Provided entries
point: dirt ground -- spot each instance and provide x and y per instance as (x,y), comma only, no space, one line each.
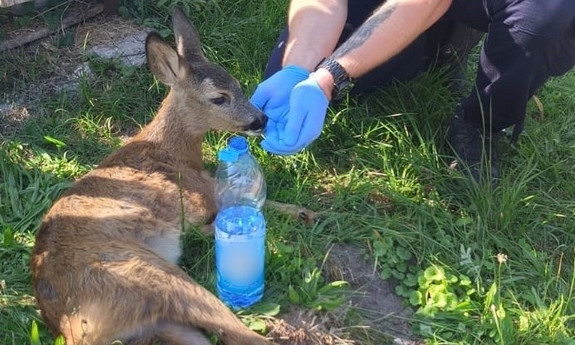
(371,296)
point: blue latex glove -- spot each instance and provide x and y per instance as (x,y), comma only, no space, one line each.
(272,95)
(301,124)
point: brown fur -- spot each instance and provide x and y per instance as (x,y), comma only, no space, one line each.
(103,266)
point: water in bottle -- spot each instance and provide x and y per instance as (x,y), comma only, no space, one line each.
(240,226)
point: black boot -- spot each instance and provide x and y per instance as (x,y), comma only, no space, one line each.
(474,149)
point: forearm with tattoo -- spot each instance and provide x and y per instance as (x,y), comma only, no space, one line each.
(365,31)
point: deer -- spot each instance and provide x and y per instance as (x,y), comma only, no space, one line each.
(104,265)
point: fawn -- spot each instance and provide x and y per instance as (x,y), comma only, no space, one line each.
(104,262)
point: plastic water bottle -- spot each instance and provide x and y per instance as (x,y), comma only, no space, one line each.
(240,225)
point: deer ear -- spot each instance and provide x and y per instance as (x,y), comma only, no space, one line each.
(163,61)
(187,38)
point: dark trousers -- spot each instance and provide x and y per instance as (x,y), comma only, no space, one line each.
(527,42)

Task objective
Would you please restate the records word for word, excluding any images?

Response to the exercise
point: dirt ground -- spot each instance and provide x and y per instance as (x,y), comma only, no space, one line each.
(371,296)
point: blue latex glove -- spot each instance and provide x and y per instance as (x,y), comma only, no space, one line each.
(272,95)
(301,124)
point: brown fur -- spot each instance and provide x and y per instance as (x,y), comma only, no space, one line each.
(103,266)
point: water in bottle -- spot each instance and provide x and y per instance as (x,y), comma only, no space, one line each.
(240,226)
point: black boot -- spot each instance and provide x and y per instance as (x,y), comma only, no space, one line each.
(474,149)
point: forearm with tattoo -- spot each instance and provide x and y per instance as (x,y), comma only, no space, one line each.
(365,31)
point: deer -- spot each instance and provide x and y per instance as (x,y), comma only, no space, one line each.
(104,265)
point: fawn -- spot each instance and provide x and y per instance as (x,y), comma only, no space, one line each.
(104,262)
point: plastic water bottle -- spot each instance and provide x and y per instance as (x,y), comma only, no space, one line each.
(240,225)
point: deer ear -- spot each instance and provide x and y per instance as (x,y), comma only, no space, one line each.
(163,61)
(187,38)
point: dark trousers -- spot each instance and provide x and y per instance as (x,y), comma only, no space, one line each.
(527,42)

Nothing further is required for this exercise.